**Exercise prompt:**
Update the material below by changing "slate roof" to "tiled roof" and reproducing every other line unaltered.

**Supplied data:**
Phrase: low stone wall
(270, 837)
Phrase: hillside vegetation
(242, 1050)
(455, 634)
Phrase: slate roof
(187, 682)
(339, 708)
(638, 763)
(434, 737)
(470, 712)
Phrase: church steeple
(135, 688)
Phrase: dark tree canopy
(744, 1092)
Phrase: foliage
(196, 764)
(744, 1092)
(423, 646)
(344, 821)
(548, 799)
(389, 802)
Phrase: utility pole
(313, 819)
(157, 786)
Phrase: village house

**Result below:**
Phrase: low stone wall
(270, 837)
Phrase: hillside vegetation
(242, 1050)
(455, 634)
Phrase: tiled roof
(187, 682)
(339, 708)
(638, 763)
(434, 737)
(470, 712)
Phrase: church steeple
(135, 688)
Phrase: dark tree canopy
(744, 1092)
Phrase: foliage
(196, 764)
(744, 1092)
(423, 646)
(344, 821)
(548, 799)
(389, 802)
Phrase: utility pole
(313, 819)
(157, 786)
Phrase: village house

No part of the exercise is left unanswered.